____ Text extract

The project has therefore generated an enthusiastic response from suppliers, particularly SMEs, which had not previously had access to government. GDS has conducted initial user research which has encompassed the Digital Services Store and the CloudStore. Without a doubt there is a significant level of enthusiasm and dedication to helping the G-Cloud and Digital Services frameworks deliver on their potential.

It is also clear that there is more work to be done to help the tools do more to meet user needs and capitalise on known and accepted patterns of behaviour in digital. In order to deliver more fully on the potential, GDS are developing tools that will help the market itself to learn and grow. The initial focus will be on the G-Cloud set of products and service but GDS are working towards creating a single store which includes both the digital services and G-Cloud frameworks, as well as any future digital frameworks.

________

▸ **What to do**: Carry on the text about GDS's work on the G-Cloud and Digital Services stores, starting right after its last sentence.

____ Record excerpts

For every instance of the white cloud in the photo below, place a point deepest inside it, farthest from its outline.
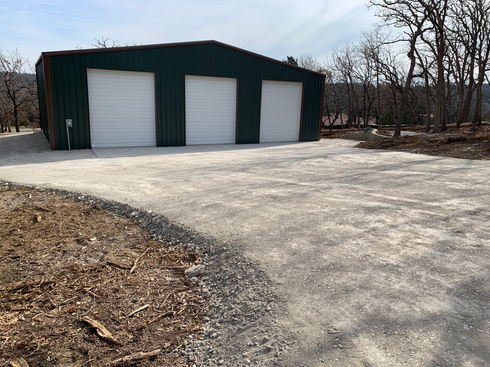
(274, 28)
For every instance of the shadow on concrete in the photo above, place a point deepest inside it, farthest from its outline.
(15, 144)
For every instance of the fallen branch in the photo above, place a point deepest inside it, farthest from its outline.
(161, 316)
(18, 362)
(121, 266)
(138, 259)
(101, 330)
(136, 356)
(137, 310)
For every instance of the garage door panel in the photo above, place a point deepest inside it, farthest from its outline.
(280, 112)
(122, 108)
(210, 105)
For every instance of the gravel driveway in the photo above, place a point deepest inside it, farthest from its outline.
(365, 258)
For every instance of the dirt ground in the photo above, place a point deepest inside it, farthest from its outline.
(468, 142)
(82, 287)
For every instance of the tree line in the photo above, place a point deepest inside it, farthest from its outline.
(427, 62)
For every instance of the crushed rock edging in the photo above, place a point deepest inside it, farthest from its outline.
(370, 135)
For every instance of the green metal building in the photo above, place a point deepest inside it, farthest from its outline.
(173, 95)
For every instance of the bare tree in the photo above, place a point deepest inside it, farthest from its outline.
(411, 18)
(18, 86)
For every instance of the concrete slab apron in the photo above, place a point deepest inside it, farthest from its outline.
(381, 257)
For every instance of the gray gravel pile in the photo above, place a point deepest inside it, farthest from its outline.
(240, 328)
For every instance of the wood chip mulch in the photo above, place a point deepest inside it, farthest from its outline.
(82, 287)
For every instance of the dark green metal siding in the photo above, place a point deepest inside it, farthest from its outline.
(170, 65)
(41, 90)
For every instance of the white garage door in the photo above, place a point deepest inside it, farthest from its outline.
(280, 112)
(122, 108)
(210, 110)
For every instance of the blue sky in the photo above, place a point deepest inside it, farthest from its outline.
(274, 28)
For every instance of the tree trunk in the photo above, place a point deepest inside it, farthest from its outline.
(16, 118)
(440, 104)
(449, 100)
(403, 104)
(427, 102)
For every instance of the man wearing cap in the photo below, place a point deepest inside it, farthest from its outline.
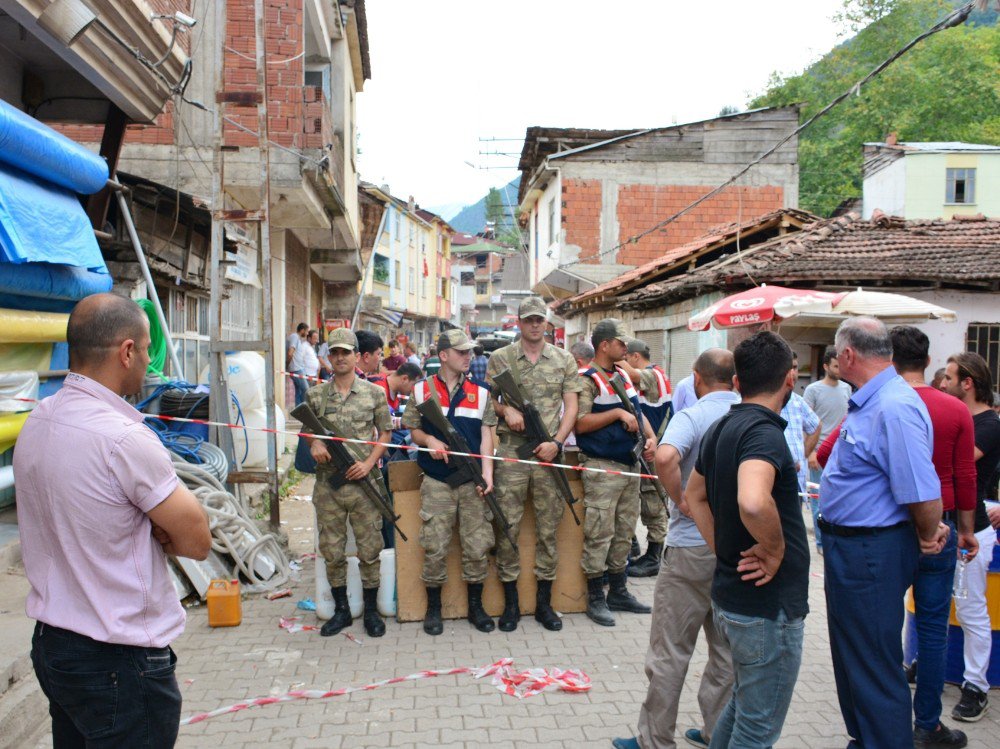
(548, 375)
(605, 434)
(356, 409)
(469, 408)
(654, 398)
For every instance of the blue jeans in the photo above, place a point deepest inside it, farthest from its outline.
(932, 601)
(766, 658)
(815, 476)
(301, 385)
(866, 578)
(104, 695)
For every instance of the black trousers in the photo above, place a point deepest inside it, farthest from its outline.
(105, 695)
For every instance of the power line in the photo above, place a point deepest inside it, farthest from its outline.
(955, 18)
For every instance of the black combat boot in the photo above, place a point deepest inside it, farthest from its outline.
(619, 599)
(648, 565)
(374, 624)
(597, 607)
(511, 608)
(341, 614)
(633, 550)
(432, 619)
(544, 614)
(478, 617)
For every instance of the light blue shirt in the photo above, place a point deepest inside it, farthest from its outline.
(684, 433)
(684, 395)
(802, 420)
(882, 460)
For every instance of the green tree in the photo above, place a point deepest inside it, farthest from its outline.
(946, 88)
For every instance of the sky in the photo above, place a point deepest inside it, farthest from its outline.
(447, 73)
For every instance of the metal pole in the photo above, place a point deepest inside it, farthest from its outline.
(267, 322)
(150, 288)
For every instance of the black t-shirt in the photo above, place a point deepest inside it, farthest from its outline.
(987, 425)
(752, 432)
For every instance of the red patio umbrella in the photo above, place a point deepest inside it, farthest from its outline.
(753, 306)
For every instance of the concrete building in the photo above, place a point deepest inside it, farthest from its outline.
(585, 194)
(408, 283)
(931, 180)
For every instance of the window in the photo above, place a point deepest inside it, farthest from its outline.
(984, 339)
(380, 269)
(960, 186)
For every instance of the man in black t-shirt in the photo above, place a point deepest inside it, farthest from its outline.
(744, 497)
(968, 378)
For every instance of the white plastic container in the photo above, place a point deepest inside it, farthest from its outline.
(246, 378)
(252, 442)
(387, 583)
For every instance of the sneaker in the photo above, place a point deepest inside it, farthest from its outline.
(631, 743)
(695, 737)
(942, 737)
(972, 706)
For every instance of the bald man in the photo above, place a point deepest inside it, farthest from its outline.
(99, 507)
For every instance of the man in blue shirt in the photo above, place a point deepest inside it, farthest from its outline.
(880, 507)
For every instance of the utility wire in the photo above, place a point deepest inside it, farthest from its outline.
(955, 18)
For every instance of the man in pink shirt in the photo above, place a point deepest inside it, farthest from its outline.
(99, 507)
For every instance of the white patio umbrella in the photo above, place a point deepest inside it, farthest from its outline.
(862, 302)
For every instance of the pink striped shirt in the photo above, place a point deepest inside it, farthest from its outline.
(87, 471)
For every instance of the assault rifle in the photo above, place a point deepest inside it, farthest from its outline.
(535, 430)
(342, 458)
(466, 469)
(618, 386)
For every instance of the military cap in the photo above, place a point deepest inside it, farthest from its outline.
(342, 338)
(456, 339)
(610, 329)
(532, 306)
(635, 346)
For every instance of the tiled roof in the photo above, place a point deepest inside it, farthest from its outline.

________

▸ **Response below**:
Return on investment

Return on investment: Larger than €10,000,000

Track record of sharing

GDS has seen considerable interest for the project, particularly from the United States and Australia.

Lessons learnt

  • As G-Cloud is a new service, which is part of a large transformation programme, there is need to raise awareness across the procurement community about its potential.
  • There is a need to regularly check the catalogue, in order to ensure that the services available are really cloud base.
  • It is important to make the process simple for suppliers, and particular SMEs, which will only take part in the project if the application process is very simple.
  • The end solution needs to be as simple as possible, which was not the case when the solution was launched.